[Photo-based referring expression data]

---

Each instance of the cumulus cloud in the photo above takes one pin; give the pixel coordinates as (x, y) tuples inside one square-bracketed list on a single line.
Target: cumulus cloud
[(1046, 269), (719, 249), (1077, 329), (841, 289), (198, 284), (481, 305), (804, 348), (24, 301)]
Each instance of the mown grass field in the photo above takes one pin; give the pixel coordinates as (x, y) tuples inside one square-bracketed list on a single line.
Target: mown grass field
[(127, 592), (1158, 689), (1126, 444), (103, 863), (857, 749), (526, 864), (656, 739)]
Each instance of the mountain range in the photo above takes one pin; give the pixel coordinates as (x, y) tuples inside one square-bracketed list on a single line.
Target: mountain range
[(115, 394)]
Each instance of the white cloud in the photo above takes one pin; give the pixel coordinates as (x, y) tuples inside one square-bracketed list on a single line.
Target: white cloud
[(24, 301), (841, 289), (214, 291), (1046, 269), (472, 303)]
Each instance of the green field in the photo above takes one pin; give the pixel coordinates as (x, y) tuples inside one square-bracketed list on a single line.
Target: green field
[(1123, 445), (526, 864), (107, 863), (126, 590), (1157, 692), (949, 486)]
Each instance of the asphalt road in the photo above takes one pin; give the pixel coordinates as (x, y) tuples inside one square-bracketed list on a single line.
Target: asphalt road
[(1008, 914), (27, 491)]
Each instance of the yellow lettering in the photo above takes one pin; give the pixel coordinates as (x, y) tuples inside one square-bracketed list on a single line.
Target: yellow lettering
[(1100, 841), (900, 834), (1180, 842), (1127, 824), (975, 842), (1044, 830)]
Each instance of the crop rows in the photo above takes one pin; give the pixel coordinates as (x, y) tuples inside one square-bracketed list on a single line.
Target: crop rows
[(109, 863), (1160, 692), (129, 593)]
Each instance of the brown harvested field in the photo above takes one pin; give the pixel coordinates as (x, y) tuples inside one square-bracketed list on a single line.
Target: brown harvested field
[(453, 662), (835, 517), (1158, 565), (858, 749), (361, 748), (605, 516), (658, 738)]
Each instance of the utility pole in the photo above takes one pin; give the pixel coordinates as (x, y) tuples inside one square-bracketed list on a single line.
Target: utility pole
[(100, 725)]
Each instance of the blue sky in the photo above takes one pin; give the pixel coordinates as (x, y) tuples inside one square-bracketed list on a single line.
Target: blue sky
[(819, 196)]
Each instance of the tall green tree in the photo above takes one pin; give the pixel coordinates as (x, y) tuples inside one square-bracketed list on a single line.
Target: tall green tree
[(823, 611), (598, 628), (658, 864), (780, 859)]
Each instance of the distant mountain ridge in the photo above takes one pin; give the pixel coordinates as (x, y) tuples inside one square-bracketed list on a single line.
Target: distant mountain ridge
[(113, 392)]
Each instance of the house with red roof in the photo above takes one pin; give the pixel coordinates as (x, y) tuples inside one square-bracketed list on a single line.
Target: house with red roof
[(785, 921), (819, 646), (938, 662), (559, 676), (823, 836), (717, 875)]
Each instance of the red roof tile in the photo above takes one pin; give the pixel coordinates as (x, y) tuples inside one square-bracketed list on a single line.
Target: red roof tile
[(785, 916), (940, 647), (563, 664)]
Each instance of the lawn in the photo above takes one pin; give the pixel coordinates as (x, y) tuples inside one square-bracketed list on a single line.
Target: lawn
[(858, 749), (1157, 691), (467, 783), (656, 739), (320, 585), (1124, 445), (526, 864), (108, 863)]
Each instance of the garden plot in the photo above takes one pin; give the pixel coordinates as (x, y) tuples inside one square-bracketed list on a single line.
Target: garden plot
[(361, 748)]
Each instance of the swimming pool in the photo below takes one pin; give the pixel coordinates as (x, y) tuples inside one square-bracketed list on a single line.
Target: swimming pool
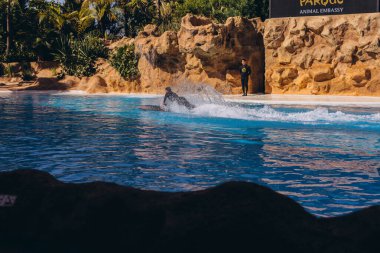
[(326, 158)]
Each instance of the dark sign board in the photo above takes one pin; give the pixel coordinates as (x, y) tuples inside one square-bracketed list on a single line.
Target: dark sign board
[(297, 8)]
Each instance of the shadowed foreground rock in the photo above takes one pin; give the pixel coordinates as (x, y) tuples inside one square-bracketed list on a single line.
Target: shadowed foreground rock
[(50, 216)]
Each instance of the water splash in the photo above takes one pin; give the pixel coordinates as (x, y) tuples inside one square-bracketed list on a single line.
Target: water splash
[(199, 93), (209, 103)]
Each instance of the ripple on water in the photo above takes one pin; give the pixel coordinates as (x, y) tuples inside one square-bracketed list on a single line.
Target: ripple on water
[(326, 159)]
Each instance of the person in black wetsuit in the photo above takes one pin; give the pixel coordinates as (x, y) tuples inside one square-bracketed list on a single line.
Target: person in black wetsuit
[(173, 97), (245, 72)]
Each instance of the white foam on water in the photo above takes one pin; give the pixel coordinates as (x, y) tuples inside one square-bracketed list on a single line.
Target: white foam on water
[(84, 93), (267, 113)]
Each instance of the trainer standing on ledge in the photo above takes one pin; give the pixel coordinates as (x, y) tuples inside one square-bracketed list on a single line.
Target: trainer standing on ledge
[(245, 72)]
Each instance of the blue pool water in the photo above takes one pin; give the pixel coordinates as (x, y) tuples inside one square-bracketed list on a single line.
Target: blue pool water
[(328, 159)]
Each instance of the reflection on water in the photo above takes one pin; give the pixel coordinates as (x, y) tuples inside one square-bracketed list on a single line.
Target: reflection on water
[(330, 167)]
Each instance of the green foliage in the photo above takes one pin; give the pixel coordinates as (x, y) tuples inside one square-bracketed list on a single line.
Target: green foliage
[(77, 56), (2, 69), (125, 61), (19, 53), (27, 73), (37, 25)]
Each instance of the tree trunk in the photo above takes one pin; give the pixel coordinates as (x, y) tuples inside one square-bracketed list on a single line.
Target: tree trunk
[(158, 8), (8, 48), (126, 27)]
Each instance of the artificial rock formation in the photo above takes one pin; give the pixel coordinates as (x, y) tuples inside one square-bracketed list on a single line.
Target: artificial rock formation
[(39, 214), (329, 55), (201, 52)]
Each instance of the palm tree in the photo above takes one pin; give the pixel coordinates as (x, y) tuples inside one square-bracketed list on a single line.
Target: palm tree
[(8, 48), (81, 20)]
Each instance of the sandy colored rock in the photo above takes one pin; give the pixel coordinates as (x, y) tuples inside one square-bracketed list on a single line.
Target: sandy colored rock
[(201, 52), (333, 55)]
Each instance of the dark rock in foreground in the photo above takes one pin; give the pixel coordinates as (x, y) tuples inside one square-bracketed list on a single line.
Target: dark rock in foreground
[(50, 216)]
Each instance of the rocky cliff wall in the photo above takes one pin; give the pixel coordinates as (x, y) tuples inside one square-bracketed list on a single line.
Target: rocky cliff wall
[(334, 55), (202, 52)]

---

ACTION ITEM =
Your task is to copy the entries in full and exactly, without any images.

EXERCISE ANSWER =
Each instance of the cumulus cloud in the photo above takes one pin; give the pixel coordinates as (x, y) tuples inside one square-bracketed list on a single line.
Target: cumulus cloud
[(1046, 269), (719, 249), (1077, 329), (841, 289), (198, 284), (481, 305), (804, 348), (24, 301)]
Each instance of the mown grass field in the photo above takes one pin; give the pixel coordinates as (x, y) tuples inside one square-bracketed list on a single line.
Target: mown grass field
[(127, 592), (1158, 689), (1126, 444), (103, 863), (857, 749), (526, 864), (656, 739)]
Each instance of the mountain range in the photo above takes one pin; give the pixel coordinates as (x, y) tuples inside one square-bracketed list on a single line.
Target: mountain range
[(115, 394)]
Each instance of the white cloud in the photo above takes one pin; give the pixel coordinates as (x, y) tuples inside one square-bracketed list on a single line.
Target: white cloud
[(24, 301), (841, 289), (214, 291), (1046, 269), (472, 303)]
Each instance of the green field in the photo above takes one pin; give the pixel coordinates as (x, y) tuples inside one square-bracketed list on a single line.
Target: green field
[(1123, 445), (526, 864), (107, 863), (126, 590), (1157, 692), (949, 486)]
Each instance of the asphalt road in the photo above takes one pin; give the pixel coordinates as (x, y) tuples inside one square-bracketed list on a single line.
Target: asphalt road
[(1008, 914), (27, 491)]
Each instance of the yellow lettering in the photo above takes one pin; give the pixel coordinates as (x, y) tuples inside one square-bracketed list on a single line.
Target: yellow lettering
[(1100, 841), (900, 834), (1180, 842), (1127, 824), (975, 842), (1044, 830)]
Each instance of the crop rows in the photo above takes one pin; give the pixel coordinates as (x, y) tuples inside one square-bracketed list on a single line.
Target: crop rows
[(109, 863), (1160, 692), (129, 593)]
Each instance of the brown harvested field in the photo above takes one pin; give the pixel coordinates as (x, y) tuples inside one square-bracketed list on a single line.
Target: brown harvested field
[(453, 662), (835, 517), (1158, 565), (858, 749), (361, 748), (605, 516), (658, 738)]
Each instance of the utility pole in the photo above takes one pin; give the pixel coordinates as (x, y) tuples inside one square-bracketed list on a single line.
Target: utility pole
[(100, 725)]
Each instance of the blue sky in the photo above takes one pin; give the pixel coordinates as (x, y) tuples inside one square-bracketed list on a single line.
Target: blue sky
[(819, 196)]
Each instance of the tall green tree in the photo above takes one pin; give the pixel coordinates as (x, y) tuples inside one square-bracketed list on a single line.
Target: tall green tree
[(823, 611), (598, 628), (658, 864), (780, 859)]
Each instance of the distant mountain ridge in the photo above takes one pin; give the pixel coordinates as (x, y) tuples inside one square-bracketed list on a single line.
Target: distant mountain ridge
[(113, 392)]
Each instance of the house with red roof in the photo above takes one pin; give the pixel coordinates as (x, y) tuples inside one square-bracketed list on a single line.
Target: house with red roof
[(785, 921), (819, 646), (938, 662), (559, 676), (823, 836), (717, 875)]
Each instance of the red roof tile in the photo above takes one pin; give the pixel coordinates as (x, y) tuples inside one square-bracketed list on a single line.
Target: red roof tile
[(785, 916), (940, 647), (563, 664)]
Each instance of the lawn in the photo above takes one pin; give the pixel coordinates as (x, y) tuples inside one square-bracketed list on a single line.
Target: lawn
[(858, 749), (1157, 691), (467, 783), (656, 739), (320, 585), (1124, 445), (526, 864), (108, 863)]
Each instance of the garden plot in the photo above takes one pin; give the pixel coordinates as (x, y) tuples inside one square-bracketed list on a single line.
Target: garden plot
[(361, 748)]
Each instance of the swimming pool in the photo below takes one pin; give the pixel coordinates as (x, y) tuples inside one square-bracketed list on a single line.
Target: swimming pool
[(326, 158)]
Each instance of the dark sign board in the photo above takes one pin; give the pixel coordinates as (x, y) tuples inside one square-bracketed list on a single line.
Target: dark sign board
[(297, 8)]
Each instance of the shadowed foreground rock in the photo above takes one pin; give the pixel coordinates as (x, y) tuples inside one square-bracketed list on a single line.
Target: shadowed foreground rock
[(50, 216)]
Each instance of the water splash in the photo above takes one pin; give the pixel coordinates as (x, y) tuples inside one square-bracketed list on a single line.
Target: water splash
[(199, 93), (209, 103)]
Each instance of the ripple on water in the photo above takes one pin; give the pixel coordinates as (x, y) tuples inside one square-bracketed list on a single line.
Target: ripple on water
[(326, 159)]
Each instance of the person in black wetsuit in the photo above takes one pin; give the pixel coordinates as (x, y) tuples inside one square-bracketed list on a single line.
Target: person in black wetsuit
[(173, 97), (245, 72)]
Each instance of the white foam on water in the photo above takes one pin; give the pixel coordinates as (x, y) tuples inside one square-bracketed list on a single line.
Target: white foam on water
[(84, 93), (267, 113)]
Each instance of the trainer standing on ledge in the photo above takes one pin; give the pixel coordinates as (x, y) tuples inside one square-bracketed list on a single line.
Target: trainer standing on ledge
[(245, 72)]
Each instance of the blue pool water in the photo above takes one pin; give the pixel coordinates as (x, y) tuples inside one square-bracketed list on a single line.
Target: blue pool water
[(328, 159)]
Each instance of the reflection on water in the photo above takes one pin; give the pixel coordinates as (x, y) tuples inside one square-bracketed list on a single line.
Target: reflection on water
[(330, 167)]
Each instance of the green foliage in the photo above takes one pin; give the pixel coordinates as (x, y) tuples inside one square-bracketed list on a single line.
Target: green foliage
[(77, 56), (2, 69), (125, 61), (19, 53), (27, 73), (37, 25)]
Each instance of the tree trunk in the photo above takes one pin; give the pixel coordinates as (x, y) tuples inside one square-bracketed list on a single line.
Target: tree trunk
[(158, 8), (8, 48), (126, 27)]
Each instance of the artificial rock formation in the photo above takes one pin; give the pixel coordinates as (x, y) tuples inside one square-bracketed list on a single line.
Target: artificial rock formation
[(39, 214), (329, 55), (201, 52)]
Each instance of the palm tree in the photo above takes one pin; give the pixel coordinates as (x, y) tuples inside one square-bracketed list on a single line.
Target: palm tree
[(8, 48), (81, 20)]
Each instance of the sandy colored rock in the photo above takes one pin; give the pixel coordinates as (x, y) tuples inside one square-bracketed list on a single line.
Target: sandy colored rock
[(201, 52), (333, 55)]
Each instance of the dark rock in foreground in the photo above takes one pin; give the pixel coordinates as (x, y) tuples inside one square-bracketed list on a single line.
Target: dark rock in foreground
[(50, 216)]
Each instance of the rocky cliff wall in the photo above takes one pin; give the pixel coordinates as (x, y) tuples inside one square-bracketed list on a single line.
Target: rocky cliff wall
[(334, 55), (202, 52)]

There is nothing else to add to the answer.